* _Request_
Reproduce, word for word, the stretch of records below from the line containing "Where can you see the dog's long" through the line containing "point(64, 245)", including both of those lines.

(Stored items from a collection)

•••

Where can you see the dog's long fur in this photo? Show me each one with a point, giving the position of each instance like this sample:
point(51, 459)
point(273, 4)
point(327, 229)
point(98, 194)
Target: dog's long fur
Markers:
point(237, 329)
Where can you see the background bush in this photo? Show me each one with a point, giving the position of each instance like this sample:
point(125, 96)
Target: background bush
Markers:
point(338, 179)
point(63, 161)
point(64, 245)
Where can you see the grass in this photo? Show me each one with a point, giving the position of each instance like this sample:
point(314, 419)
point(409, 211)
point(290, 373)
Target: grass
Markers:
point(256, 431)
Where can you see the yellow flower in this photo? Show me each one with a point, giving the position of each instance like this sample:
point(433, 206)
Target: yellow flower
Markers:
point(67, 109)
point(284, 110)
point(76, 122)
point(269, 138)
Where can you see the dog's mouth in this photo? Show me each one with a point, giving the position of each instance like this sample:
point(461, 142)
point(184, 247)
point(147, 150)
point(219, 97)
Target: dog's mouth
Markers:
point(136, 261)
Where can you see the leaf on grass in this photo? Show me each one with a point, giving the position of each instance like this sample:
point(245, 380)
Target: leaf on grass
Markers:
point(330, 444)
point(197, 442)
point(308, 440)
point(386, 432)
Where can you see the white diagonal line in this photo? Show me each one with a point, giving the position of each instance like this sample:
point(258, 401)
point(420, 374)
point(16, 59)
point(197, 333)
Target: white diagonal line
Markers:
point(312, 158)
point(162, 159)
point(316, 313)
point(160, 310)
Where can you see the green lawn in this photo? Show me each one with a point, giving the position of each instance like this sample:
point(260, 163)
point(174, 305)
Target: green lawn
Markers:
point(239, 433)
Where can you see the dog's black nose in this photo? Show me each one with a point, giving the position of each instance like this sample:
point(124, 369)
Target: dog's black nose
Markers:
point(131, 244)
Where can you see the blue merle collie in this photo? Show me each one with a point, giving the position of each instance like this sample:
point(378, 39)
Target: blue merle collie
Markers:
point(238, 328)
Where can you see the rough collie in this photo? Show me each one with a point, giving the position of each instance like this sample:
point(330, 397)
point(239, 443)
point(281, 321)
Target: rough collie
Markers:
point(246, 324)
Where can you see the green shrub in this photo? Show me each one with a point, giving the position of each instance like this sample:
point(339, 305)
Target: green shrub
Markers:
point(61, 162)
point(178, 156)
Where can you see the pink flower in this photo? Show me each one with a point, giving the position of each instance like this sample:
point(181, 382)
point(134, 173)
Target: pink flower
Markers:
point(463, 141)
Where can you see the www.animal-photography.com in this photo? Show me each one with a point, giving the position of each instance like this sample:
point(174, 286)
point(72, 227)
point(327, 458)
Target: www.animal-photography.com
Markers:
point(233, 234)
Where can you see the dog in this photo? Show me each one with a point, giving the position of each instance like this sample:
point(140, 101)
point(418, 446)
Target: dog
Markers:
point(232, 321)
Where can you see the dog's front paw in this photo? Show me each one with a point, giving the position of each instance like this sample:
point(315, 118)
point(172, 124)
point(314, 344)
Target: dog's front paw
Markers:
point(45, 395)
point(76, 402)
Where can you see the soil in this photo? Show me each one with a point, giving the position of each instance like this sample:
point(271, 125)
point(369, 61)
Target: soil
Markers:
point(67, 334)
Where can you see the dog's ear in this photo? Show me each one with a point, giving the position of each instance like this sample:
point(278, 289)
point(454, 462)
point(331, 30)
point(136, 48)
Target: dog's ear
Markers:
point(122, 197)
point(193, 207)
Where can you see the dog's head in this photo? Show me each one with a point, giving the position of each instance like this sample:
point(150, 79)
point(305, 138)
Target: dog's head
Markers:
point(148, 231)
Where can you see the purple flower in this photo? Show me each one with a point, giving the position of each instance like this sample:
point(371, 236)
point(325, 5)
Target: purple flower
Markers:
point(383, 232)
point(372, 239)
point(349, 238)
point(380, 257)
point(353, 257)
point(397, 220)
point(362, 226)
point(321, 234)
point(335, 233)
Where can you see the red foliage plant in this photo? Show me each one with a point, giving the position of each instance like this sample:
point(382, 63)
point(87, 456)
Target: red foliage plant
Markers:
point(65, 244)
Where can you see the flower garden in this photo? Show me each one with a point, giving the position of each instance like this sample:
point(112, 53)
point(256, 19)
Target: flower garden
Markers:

•••

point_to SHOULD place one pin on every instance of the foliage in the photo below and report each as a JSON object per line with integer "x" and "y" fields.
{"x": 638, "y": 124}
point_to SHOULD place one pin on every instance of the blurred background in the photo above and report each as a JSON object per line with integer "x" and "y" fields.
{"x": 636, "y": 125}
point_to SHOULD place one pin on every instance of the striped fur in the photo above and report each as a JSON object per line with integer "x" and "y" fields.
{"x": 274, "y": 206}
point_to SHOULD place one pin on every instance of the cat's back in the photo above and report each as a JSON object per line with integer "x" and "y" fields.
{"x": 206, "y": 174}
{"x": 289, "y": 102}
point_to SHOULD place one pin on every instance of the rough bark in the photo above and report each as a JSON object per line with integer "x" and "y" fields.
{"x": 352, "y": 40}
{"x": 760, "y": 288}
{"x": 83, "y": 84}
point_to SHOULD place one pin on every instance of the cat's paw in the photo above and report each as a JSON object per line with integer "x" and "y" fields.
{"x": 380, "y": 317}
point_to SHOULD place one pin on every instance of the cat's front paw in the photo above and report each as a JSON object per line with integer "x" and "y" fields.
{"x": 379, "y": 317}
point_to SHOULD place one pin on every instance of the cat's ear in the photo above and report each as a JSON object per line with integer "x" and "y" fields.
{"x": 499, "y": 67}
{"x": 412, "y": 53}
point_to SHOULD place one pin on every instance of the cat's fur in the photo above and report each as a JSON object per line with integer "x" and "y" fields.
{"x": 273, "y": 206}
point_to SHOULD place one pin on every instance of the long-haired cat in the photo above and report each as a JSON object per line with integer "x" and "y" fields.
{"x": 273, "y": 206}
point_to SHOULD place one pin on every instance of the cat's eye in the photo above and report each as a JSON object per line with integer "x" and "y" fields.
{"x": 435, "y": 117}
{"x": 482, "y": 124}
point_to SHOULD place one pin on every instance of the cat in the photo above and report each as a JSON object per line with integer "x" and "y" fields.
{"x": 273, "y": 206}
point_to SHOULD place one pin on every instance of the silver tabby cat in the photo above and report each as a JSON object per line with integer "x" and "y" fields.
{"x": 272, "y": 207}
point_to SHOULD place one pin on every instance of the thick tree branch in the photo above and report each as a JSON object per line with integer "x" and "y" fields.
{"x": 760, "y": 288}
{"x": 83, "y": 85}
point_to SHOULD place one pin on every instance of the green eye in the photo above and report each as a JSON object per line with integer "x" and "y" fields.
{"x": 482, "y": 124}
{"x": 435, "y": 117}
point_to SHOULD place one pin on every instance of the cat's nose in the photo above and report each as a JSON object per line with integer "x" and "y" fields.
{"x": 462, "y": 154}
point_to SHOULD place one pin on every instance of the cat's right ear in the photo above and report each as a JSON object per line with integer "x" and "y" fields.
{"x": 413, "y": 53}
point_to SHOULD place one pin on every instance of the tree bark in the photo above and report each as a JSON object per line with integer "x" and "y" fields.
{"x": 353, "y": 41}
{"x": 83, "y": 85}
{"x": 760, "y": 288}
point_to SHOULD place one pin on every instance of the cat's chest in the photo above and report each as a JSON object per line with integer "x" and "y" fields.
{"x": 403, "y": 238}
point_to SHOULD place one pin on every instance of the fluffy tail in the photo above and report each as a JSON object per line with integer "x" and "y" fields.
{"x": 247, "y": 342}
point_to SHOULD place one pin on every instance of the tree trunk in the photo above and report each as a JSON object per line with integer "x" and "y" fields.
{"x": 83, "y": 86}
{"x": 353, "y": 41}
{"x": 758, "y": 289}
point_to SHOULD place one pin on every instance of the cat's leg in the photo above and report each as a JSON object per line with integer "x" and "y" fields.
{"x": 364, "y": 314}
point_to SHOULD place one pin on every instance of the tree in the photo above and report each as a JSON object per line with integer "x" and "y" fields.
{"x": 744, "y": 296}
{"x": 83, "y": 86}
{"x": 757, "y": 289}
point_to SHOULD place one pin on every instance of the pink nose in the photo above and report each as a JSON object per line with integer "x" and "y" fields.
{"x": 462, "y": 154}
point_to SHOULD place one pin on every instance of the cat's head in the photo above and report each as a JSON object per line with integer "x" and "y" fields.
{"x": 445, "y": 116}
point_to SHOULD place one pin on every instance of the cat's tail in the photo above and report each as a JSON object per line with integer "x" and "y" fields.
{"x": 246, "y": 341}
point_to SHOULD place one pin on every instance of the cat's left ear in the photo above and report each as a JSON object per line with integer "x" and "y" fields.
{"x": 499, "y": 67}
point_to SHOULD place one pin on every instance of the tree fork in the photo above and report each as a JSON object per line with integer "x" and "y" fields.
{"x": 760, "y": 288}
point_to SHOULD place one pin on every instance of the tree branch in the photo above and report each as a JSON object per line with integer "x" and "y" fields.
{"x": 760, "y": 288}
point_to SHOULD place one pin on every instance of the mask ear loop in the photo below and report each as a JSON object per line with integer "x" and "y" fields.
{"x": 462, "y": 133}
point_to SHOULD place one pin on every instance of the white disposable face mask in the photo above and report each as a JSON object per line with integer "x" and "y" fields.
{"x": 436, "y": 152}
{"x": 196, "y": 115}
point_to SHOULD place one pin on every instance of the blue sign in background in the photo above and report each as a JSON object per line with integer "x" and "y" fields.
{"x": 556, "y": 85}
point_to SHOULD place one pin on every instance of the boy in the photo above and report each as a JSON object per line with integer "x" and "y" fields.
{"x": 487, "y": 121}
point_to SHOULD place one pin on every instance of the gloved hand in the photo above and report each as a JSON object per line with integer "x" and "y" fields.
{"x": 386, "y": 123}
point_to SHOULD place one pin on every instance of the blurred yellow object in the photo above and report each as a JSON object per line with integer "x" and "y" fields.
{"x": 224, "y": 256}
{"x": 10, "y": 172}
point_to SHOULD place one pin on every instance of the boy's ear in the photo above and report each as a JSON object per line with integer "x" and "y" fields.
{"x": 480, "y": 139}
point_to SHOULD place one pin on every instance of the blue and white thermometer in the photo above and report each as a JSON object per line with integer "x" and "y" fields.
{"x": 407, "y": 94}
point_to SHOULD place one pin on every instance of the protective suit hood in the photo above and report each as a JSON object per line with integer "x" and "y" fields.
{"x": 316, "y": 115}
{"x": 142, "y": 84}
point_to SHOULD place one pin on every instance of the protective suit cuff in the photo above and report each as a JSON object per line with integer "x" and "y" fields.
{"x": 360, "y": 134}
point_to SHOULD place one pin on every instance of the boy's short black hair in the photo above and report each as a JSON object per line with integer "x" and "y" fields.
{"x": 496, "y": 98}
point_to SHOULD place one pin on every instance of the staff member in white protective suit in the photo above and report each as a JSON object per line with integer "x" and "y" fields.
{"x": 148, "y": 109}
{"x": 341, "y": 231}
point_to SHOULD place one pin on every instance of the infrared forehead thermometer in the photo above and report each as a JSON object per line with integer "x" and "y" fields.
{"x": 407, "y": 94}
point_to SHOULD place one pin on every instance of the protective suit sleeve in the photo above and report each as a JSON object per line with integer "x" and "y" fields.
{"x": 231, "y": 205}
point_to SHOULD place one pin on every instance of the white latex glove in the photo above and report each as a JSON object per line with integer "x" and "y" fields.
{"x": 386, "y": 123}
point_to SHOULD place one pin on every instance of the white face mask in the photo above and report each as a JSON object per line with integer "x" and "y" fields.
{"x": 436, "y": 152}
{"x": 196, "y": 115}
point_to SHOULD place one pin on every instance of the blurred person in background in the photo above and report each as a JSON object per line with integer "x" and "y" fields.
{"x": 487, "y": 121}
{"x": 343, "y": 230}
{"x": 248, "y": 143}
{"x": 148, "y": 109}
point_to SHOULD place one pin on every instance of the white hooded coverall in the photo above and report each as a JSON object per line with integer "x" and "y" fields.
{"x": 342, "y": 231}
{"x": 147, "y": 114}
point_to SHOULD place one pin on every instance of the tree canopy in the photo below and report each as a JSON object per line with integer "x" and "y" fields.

•••

* _Reply to the task_
Where can you see the dog's long fur in this photo? Show me each one with a point, giving the position of each instance like this sample:
point(51, 459)
point(273, 4)
point(327, 229)
point(98, 194)
Target: dog's long fur
Markers:
point(237, 329)
Where can you see the background bush in this photo? Show me each one with a point, giving the position of each instance like this sample:
point(125, 96)
Target: background bush
Markers:
point(338, 179)
point(63, 161)
point(64, 245)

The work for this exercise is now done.